CHALLENGE
Reproduce each of the following items word for word.
--- Start GIVEN DATA ---
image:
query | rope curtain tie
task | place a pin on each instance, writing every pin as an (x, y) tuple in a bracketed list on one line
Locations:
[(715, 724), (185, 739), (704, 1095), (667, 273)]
--- End GIVEN DATA ---
ANSWER FOR THIS EXERCISE
image:
query | rope curtain tie
task | place a pin on each instance, writing every pin as an (x, y) tuple in a bracketed list on one line
Locations:
[(715, 724), (185, 739), (704, 1095), (667, 273)]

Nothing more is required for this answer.